Exercise brief:
Render every line of the records below as a numbered list, skipping blank lines. Leave the pictures out of your answer.

Image point annotation entries
******************************

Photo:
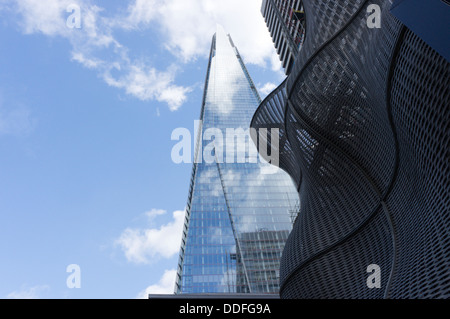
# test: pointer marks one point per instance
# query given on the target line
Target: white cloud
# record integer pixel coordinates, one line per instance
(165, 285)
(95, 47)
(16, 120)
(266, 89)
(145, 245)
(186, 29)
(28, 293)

******************************

Response:
1. Photo:
2. # test: pointer marks one point per instance
3. # query given on the target line
4. Target: white cloud
5. # record integer pixel coordinates, one line per instance
6. (165, 285)
7. (95, 47)
8. (16, 120)
9. (266, 89)
10. (145, 245)
11. (186, 29)
12. (28, 293)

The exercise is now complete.